[begin Data for the task]

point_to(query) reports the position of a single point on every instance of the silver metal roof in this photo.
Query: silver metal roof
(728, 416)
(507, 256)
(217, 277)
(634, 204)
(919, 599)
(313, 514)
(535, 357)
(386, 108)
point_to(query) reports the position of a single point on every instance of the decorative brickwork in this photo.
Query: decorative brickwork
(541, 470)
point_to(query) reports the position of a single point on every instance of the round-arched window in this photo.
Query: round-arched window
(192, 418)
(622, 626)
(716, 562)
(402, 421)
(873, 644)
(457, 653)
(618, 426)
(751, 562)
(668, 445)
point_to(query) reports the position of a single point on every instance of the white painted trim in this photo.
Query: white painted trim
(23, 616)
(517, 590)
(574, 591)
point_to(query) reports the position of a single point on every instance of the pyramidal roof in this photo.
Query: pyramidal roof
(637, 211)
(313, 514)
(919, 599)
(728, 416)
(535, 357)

[end Data for the task]

What needs to be done ▸
Print the whole listing again, exactly.

Response to the task ▸
point_to(query) reports the position of a single point on every instance of the silver metal roof in this photo.
Query: silver metal roof
(728, 416)
(507, 256)
(217, 277)
(634, 204)
(919, 599)
(313, 514)
(535, 357)
(386, 108)
point_to(query) reports the position of a single point on every instance of the decorative brickwork in this photo.
Query: decorative brickwork
(541, 470)
point_to(query) reports the position of a single point on every instance of the round-arched window in this photo.
Query: round-arched window
(192, 418)
(622, 626)
(716, 562)
(402, 421)
(873, 644)
(457, 653)
(618, 426)
(751, 562)
(668, 445)
point_to(query) reports the position of a single point on every instance of the white painted trim in this photo.
Query: white painted trim
(23, 616)
(517, 590)
(574, 591)
point_to(query) reports the position of a single point on every instance of the pyramidal roof in this photo.
Query: pyramidal roof
(637, 211)
(313, 514)
(919, 599)
(728, 416)
(535, 357)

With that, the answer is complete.